- [EXERCISE DIRECTIONS] All entries below must be output word for word, and the pictures left behind.

- [AVAILABLE DATA]

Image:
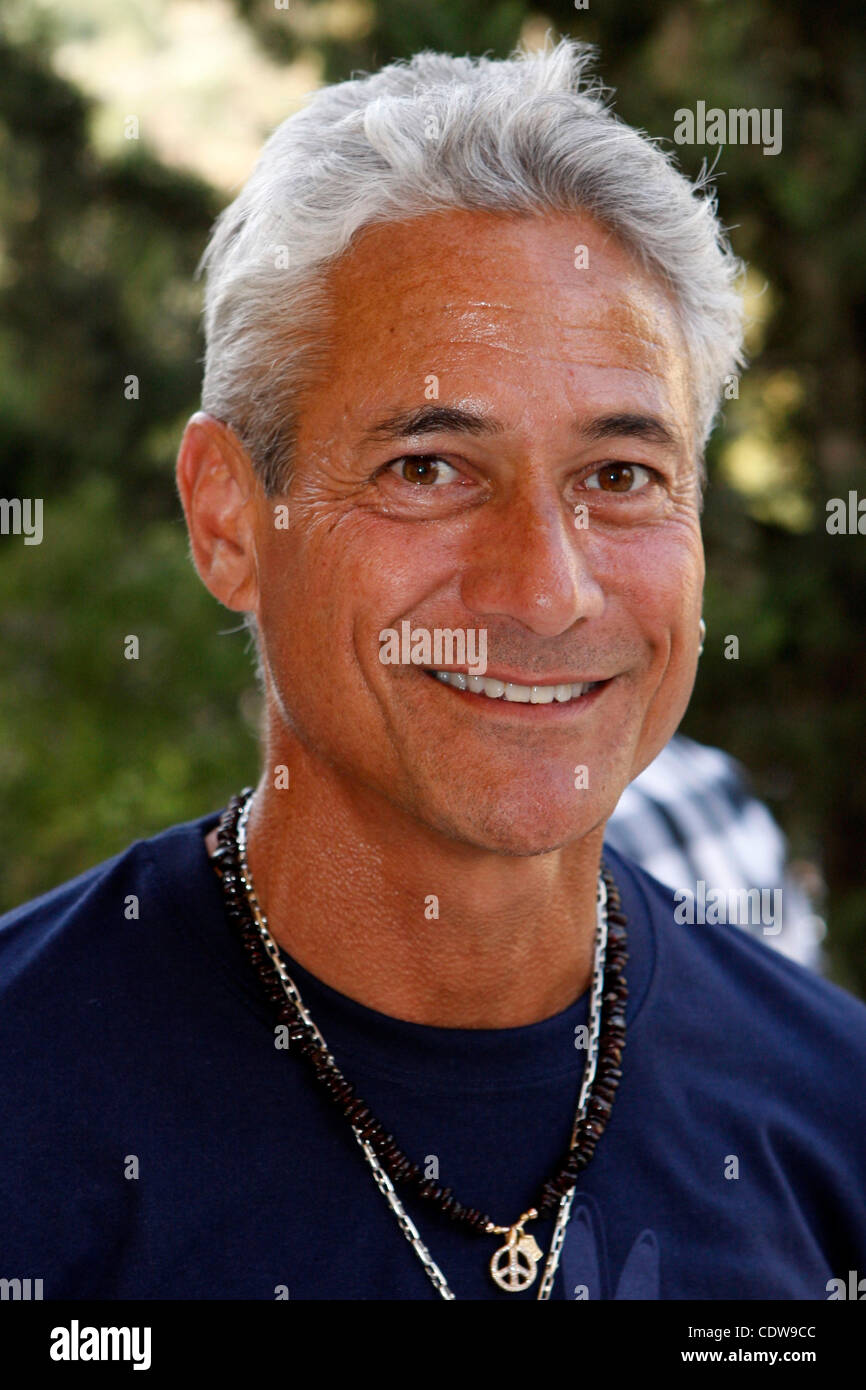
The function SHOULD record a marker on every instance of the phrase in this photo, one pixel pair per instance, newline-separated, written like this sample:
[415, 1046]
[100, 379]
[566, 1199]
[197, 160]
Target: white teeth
[515, 694]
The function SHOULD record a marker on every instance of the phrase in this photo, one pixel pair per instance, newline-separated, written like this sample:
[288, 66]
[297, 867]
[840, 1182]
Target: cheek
[658, 573]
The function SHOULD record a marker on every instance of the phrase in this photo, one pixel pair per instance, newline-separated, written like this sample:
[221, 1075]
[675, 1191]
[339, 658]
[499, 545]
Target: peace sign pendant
[513, 1265]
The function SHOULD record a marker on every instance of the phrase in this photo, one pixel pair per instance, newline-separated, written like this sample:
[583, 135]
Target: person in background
[691, 818]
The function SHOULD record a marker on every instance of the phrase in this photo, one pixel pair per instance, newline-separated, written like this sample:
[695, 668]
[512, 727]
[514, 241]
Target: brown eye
[424, 470]
[619, 477]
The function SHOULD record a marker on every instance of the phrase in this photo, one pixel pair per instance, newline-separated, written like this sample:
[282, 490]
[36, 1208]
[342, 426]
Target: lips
[560, 692]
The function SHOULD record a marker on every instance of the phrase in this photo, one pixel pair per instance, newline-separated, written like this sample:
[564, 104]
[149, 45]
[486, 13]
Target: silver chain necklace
[520, 1247]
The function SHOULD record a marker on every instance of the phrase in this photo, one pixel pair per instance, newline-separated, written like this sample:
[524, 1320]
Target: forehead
[538, 305]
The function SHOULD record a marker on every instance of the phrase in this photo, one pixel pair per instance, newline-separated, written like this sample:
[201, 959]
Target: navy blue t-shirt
[154, 1143]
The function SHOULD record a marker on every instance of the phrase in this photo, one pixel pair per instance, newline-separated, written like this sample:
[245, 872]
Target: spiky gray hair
[527, 134]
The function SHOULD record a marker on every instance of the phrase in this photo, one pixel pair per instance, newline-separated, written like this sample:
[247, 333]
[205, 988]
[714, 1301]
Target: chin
[520, 830]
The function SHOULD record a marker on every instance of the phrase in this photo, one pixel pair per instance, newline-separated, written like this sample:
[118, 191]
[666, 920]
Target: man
[366, 1034]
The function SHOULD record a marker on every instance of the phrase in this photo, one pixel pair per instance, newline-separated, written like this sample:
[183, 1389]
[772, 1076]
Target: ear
[217, 484]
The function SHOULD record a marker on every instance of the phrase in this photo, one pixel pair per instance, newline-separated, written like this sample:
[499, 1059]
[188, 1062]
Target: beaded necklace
[513, 1266]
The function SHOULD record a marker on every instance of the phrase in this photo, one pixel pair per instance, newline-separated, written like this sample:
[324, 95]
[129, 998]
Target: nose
[528, 562]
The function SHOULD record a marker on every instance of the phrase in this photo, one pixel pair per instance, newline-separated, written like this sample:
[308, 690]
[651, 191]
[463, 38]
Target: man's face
[560, 517]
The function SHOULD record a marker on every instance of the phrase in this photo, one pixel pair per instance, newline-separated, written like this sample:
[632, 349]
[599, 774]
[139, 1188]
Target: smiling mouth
[515, 694]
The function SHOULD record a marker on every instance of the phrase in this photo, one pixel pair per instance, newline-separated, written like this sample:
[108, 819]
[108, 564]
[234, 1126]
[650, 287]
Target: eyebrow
[424, 420]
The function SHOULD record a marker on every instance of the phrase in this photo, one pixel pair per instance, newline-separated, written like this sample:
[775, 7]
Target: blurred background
[124, 128]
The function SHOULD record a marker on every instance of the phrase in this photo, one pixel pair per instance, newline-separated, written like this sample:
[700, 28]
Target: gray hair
[521, 135]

- [WRITTEN ANSWER]
Image:
The function SHOULD record a marker on every instance of the phrase in this photo, one pixel pair per instance, newline-separated, written like this sample:
[415, 1046]
[100, 379]
[566, 1199]
[197, 160]
Target: white teeth
[515, 694]
The function SHOULD record a marker on every instance of the phrase in this photo, one pixel pair per instance, newline-separated, written like this sample:
[288, 66]
[297, 867]
[840, 1182]
Target: cheek
[658, 573]
The function SHOULD record a marker on every instance of the phrase in this photo, one pixel pair per instance, newline-separated, written like this sample:
[221, 1075]
[675, 1191]
[339, 658]
[499, 545]
Target: peace sign pendant
[513, 1265]
The function SHOULD record a marker on every instance of the phrase in this photo, one pixel pair per instance, newline-separated, written like this sample:
[583, 135]
Target: person in background
[691, 818]
The function SHOULD record a marker on every instance of the phrase in this photo, one pixel pair per instance, newline-separated, written like this sample:
[695, 668]
[512, 727]
[514, 241]
Target: brown eye
[424, 470]
[619, 477]
The function SHOULD record a marker on every instance of the phrase in this photo, one pixel pair per instance, newline-separated, written like this sample:
[282, 490]
[36, 1208]
[342, 426]
Target: lips
[560, 692]
The function SHOULD record a marker on every instance of the phrase in this photo, one pixel pair per instance, newline-separated, written like this sample:
[564, 104]
[149, 45]
[486, 13]
Target: silver chain necklace
[520, 1247]
The function SHOULD record a marker on every instance of the phrase in this photo, one pixel pair per instance, newline-separated, written like this sample:
[524, 1320]
Target: forehead
[538, 305]
The function SHOULD record a marker on every instance of the phrase in this photo, one pixel pair per instance, newline-separated, written like this sample:
[201, 959]
Target: navy blue t-shirt
[154, 1143]
The function SHOULD record a marker on every instance of the phrase in this photo, one pixel pair per instance, newline-separated, written like this sample:
[245, 872]
Target: spiky gray hair
[527, 134]
The function SHOULD record a marker on every instance of the phrase in this photo, one pixel pair per instance, newline-separated, written like this sample:
[247, 333]
[205, 988]
[714, 1301]
Target: chin
[520, 830]
The function SHOULD record a marker on every instance of the phrase in this photo, one pixel pair per instance, newline-separated, written like this sample:
[118, 191]
[666, 920]
Target: man
[366, 1034]
The function SHOULD record a marker on every instance of the phrase in this photo, one pixel pair per instance, newline-separated, written like this sample:
[183, 1389]
[772, 1076]
Target: ear
[217, 484]
The function SHOULD record a marker on every instance of the phrase in this photo, one pixel pair per instance, newline-separated, written like this sample:
[499, 1059]
[188, 1062]
Target: beaded necklace
[513, 1266]
The function SHOULD record a marker on every instance of the phrase in this photo, one pixel pair per instance, newline-separated, written like this sample:
[324, 95]
[129, 998]
Target: nose
[528, 562]
The function SHOULD record a marker on every instance of the phrase in this photo, one pixel pair per instance, newline-separated, written like this sample:
[308, 690]
[651, 191]
[463, 38]
Target: man's face
[560, 517]
The function SHOULD record a marker on every instance of the phrase in this photo, one pixel pair per instance, newline-separated, written like this sample:
[632, 349]
[599, 774]
[139, 1188]
Target: smiling mouth
[515, 694]
The function SHOULD record a marker on every instance of the phrase in this photo, one pixel pair per instance, newline-separated, written like this sample:
[108, 819]
[108, 564]
[234, 1126]
[650, 287]
Target: eyebrow
[424, 420]
The function SHOULD record a marker on every instance of the phrase in this photo, one pixel pair per instance, newline-separated, written like this sample:
[775, 7]
Target: blurred background
[124, 128]
The function SHOULD record a marker on every instance of the phrase in this photo, one pixel pair per instance, newline-separated, written like this sample:
[700, 28]
Target: gray hair
[521, 135]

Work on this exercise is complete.